** BEGIN **

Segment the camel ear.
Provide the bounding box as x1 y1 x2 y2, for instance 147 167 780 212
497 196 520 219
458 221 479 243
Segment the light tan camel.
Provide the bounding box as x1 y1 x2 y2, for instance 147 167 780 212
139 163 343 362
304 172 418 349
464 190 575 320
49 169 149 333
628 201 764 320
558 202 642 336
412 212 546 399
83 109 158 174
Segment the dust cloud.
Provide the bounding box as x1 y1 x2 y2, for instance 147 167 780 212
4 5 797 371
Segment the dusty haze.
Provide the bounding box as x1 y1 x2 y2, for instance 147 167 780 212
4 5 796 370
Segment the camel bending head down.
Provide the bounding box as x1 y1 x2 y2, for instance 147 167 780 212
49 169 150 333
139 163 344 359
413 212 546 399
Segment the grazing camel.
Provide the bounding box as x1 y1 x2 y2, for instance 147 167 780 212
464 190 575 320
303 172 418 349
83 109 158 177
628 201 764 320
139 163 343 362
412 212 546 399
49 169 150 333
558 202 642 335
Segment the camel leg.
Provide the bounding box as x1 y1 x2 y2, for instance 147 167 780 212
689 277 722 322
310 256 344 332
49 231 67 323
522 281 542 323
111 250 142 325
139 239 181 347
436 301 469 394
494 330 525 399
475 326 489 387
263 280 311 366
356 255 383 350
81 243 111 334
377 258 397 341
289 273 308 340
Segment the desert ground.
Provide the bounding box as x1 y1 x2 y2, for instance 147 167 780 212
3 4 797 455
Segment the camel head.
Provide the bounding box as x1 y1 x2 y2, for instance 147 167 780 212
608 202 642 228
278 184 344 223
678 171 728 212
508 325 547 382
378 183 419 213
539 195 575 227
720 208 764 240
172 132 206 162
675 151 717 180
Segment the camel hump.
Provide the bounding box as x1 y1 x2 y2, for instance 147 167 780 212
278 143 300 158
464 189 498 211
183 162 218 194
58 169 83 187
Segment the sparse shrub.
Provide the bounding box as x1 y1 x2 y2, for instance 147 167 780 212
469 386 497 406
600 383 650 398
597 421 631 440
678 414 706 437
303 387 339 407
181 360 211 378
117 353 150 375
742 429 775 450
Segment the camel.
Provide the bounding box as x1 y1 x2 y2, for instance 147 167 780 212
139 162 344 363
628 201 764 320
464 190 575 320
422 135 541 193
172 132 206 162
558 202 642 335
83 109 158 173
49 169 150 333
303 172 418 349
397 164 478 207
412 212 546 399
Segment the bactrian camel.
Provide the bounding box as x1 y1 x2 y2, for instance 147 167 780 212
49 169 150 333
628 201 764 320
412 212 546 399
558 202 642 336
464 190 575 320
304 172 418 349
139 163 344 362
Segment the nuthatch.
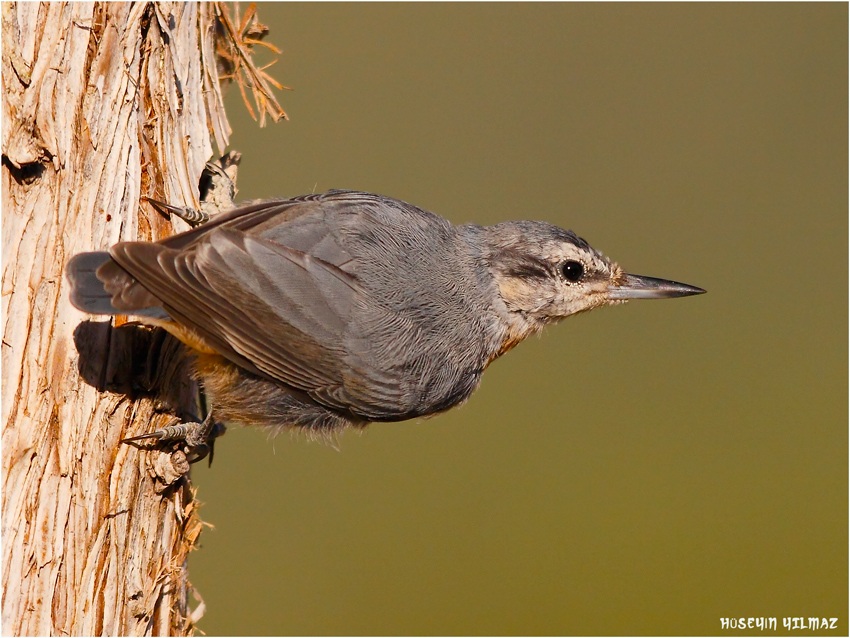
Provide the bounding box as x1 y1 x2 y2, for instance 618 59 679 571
68 190 705 460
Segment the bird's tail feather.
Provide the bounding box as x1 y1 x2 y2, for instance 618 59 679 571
65 251 168 319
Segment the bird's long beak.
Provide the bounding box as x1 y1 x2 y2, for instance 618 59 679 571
608 275 705 300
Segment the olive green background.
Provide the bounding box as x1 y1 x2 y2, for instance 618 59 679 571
190 3 848 635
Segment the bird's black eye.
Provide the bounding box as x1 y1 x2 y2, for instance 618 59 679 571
561 260 584 283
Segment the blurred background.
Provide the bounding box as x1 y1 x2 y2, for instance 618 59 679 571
190 3 848 635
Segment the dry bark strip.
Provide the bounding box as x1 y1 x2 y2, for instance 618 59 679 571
2 2 230 635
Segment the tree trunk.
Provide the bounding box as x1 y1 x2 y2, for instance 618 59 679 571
2 2 230 635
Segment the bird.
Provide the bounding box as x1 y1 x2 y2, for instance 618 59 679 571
66 190 705 460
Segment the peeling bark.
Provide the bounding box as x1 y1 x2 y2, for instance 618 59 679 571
2 2 230 635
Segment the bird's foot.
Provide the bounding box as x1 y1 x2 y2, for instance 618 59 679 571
121 412 226 465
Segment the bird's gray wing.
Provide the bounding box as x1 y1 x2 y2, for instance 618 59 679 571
110 227 362 408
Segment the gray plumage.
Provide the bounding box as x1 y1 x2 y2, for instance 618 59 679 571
68 191 703 442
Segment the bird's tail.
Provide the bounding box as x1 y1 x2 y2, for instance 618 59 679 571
65 251 168 319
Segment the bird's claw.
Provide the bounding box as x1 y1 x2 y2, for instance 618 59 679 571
121 414 225 465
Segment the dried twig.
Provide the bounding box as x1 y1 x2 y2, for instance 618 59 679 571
215 2 289 126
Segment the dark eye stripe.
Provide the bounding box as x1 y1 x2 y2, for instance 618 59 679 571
561 259 584 283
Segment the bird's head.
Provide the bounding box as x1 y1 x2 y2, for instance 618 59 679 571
487 221 705 336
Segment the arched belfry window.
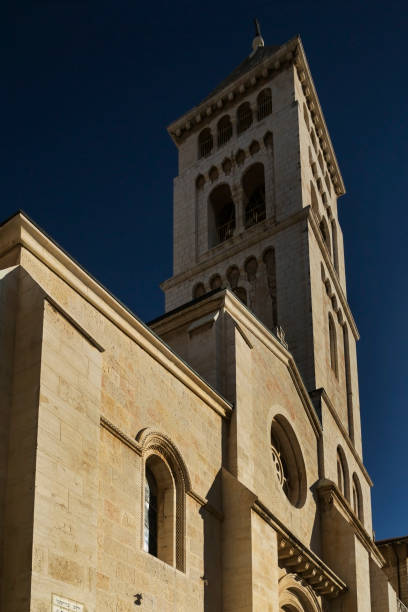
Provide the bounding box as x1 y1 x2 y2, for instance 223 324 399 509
242 163 266 228
198 128 214 158
329 313 338 376
319 217 331 254
237 102 252 134
208 184 235 248
257 88 272 121
217 115 232 147
143 455 176 565
136 428 191 571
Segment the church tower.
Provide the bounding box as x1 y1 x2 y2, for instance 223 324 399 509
162 25 361 455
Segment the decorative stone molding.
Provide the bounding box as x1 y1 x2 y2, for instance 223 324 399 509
252 500 347 609
316 478 385 567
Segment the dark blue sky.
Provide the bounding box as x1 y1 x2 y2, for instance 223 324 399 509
0 0 408 538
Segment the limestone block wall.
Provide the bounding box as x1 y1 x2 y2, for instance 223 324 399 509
251 512 279 612
30 301 102 612
166 219 315 389
3 226 226 612
0 267 19 592
1 270 43 612
233 318 320 554
322 400 373 538
294 67 347 294
173 68 302 278
309 228 362 456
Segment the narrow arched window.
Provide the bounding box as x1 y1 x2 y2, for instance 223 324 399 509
317 151 324 172
343 323 354 442
329 313 338 376
217 115 232 147
262 247 278 327
144 467 157 557
257 89 272 121
242 163 266 228
237 102 252 134
208 184 235 248
143 455 176 565
337 446 349 499
198 128 214 158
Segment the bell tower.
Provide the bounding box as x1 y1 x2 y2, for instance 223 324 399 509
162 23 361 451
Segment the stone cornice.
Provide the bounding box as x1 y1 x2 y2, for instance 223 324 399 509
252 499 347 597
310 388 373 487
0 212 232 418
315 479 385 567
167 36 346 196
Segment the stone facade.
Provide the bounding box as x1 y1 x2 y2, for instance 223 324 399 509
0 31 407 612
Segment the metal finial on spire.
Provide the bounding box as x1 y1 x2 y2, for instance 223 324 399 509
254 17 262 38
252 19 265 53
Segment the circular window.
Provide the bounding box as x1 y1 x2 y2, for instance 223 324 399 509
271 414 306 508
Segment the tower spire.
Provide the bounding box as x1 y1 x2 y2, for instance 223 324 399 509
252 18 265 53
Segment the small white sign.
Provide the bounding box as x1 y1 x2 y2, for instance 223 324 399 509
52 595 84 612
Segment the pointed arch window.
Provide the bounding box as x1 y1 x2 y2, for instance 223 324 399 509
237 102 252 134
217 115 232 147
257 88 272 121
198 128 214 158
329 313 338 377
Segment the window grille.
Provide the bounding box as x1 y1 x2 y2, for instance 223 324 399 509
237 102 252 134
258 89 272 121
245 186 266 228
198 128 214 158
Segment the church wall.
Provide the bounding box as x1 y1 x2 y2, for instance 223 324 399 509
370 559 398 612
251 511 279 612
230 318 320 554
31 302 102 612
0 269 43 612
294 71 346 295
6 246 228 612
322 399 372 538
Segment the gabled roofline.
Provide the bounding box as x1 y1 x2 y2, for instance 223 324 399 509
167 36 346 196
151 289 322 438
0 211 233 418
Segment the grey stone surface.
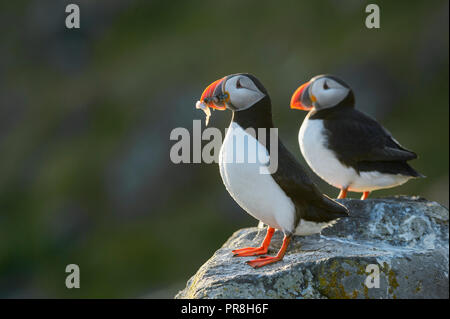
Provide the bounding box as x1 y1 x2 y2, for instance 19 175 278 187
175 197 449 298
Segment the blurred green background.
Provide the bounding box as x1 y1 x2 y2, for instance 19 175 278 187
0 0 449 298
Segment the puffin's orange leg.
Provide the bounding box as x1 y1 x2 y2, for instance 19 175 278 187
338 187 348 199
232 227 275 257
247 236 291 268
361 192 370 200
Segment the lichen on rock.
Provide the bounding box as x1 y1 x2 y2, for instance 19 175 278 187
175 197 449 299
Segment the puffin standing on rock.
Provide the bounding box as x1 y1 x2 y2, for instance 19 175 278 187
197 73 348 268
291 75 424 200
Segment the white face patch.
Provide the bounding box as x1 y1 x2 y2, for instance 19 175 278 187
310 77 350 110
225 75 265 111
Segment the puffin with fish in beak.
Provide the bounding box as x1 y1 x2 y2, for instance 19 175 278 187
291 75 424 200
196 73 348 268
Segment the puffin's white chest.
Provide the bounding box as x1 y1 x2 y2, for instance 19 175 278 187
298 117 409 192
219 122 295 232
298 117 357 188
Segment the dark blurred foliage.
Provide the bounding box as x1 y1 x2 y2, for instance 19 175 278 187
0 0 449 298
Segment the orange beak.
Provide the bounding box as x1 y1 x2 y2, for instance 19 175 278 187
291 81 316 111
200 76 230 111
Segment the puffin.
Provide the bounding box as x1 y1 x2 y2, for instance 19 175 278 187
197 73 348 268
290 74 424 200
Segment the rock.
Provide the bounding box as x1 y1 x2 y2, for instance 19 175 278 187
175 197 449 298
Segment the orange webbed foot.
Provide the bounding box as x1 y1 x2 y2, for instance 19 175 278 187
231 246 267 257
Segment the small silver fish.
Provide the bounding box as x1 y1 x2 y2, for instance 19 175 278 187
195 101 211 126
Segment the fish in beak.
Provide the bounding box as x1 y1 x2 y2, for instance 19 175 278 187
195 77 230 125
291 81 317 111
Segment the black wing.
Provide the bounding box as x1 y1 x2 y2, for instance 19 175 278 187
271 140 348 227
324 108 417 167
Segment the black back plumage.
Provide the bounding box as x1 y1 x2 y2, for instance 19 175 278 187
308 104 422 177
232 95 348 227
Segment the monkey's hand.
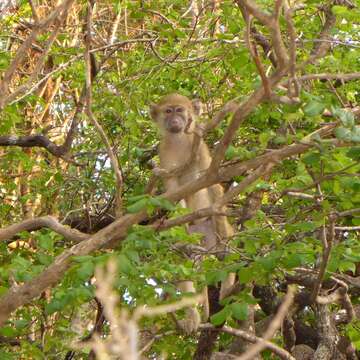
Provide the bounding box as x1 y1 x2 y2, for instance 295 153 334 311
177 307 201 335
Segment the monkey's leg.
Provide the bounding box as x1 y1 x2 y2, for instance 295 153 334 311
177 280 201 334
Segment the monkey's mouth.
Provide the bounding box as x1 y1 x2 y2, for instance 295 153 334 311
166 119 183 134
168 126 182 134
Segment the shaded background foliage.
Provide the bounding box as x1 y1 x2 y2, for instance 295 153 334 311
0 0 360 359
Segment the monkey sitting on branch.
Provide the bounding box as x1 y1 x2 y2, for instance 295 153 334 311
150 94 235 333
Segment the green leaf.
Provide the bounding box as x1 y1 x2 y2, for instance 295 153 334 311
302 152 320 165
76 261 95 280
38 234 54 251
149 197 176 211
304 100 325 116
339 260 356 274
238 267 256 284
230 303 249 320
0 326 17 337
127 197 149 214
210 306 231 326
117 254 135 275
335 127 351 141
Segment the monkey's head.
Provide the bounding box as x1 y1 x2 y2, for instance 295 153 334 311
150 94 200 134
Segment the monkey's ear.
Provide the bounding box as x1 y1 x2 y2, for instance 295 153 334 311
192 99 204 116
149 103 159 121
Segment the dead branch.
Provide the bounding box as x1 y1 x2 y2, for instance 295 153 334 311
0 216 90 243
199 324 295 360
238 287 295 360
85 2 123 216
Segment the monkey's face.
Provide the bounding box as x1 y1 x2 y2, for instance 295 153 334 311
161 105 188 134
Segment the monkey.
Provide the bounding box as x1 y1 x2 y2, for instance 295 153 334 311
150 93 235 333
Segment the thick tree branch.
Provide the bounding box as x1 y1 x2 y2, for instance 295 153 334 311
0 216 90 242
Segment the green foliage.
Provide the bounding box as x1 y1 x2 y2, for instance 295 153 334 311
0 0 360 359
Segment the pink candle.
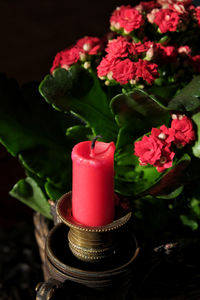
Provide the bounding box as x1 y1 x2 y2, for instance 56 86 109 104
72 141 115 226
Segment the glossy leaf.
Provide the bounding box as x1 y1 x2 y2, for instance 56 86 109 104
10 177 52 219
66 125 93 142
39 66 118 141
192 112 200 158
110 89 170 148
168 75 200 112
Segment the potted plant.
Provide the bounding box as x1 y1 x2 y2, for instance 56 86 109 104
0 0 200 278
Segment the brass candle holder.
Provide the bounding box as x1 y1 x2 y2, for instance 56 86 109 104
56 192 132 262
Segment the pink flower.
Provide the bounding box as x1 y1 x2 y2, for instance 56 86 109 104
50 52 62 74
178 46 191 56
97 55 118 78
151 125 175 145
195 6 200 26
111 58 136 84
154 147 175 172
136 59 159 84
50 46 80 73
190 55 200 73
60 46 80 68
110 5 144 33
147 8 160 24
135 1 160 13
76 36 102 55
106 36 132 57
134 135 163 165
154 8 179 33
171 116 195 146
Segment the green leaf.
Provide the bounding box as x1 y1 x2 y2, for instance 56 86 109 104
19 145 72 187
115 145 161 196
0 75 71 156
39 66 118 141
168 75 200 111
44 182 66 201
66 125 93 142
192 112 200 158
10 177 52 219
157 185 184 199
148 84 180 100
146 153 191 196
110 89 170 148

** END **

* **YOUR OBJECTIVE**:
Can you repeat everything in the data from the line containing "Segment the bird's claw." down to the line containing "487 221 705 336", both ends included, adding -40 to every bounding-box coordinate in the answers while keeping the requests and their sample boxes unchanged?

* **TASK RESPONSE**:
Segment the bird's claw.
Provide the bounding box as x1 y1 x2 y2, for instance 618 59 679 571
81 374 185 425
Segment the dried twig.
Provide the bounding box as x1 y1 x2 y2, for instance 618 59 679 571
175 -38 249 86
Segment the dark eye stripe.
Provide the bounding box as x1 y1 x2 y2, for instance 618 59 679 571
521 219 544 243
Segment the bird's head.
Provide the bounding box as x1 y1 x2 y2, for instance 618 59 679 571
447 181 665 296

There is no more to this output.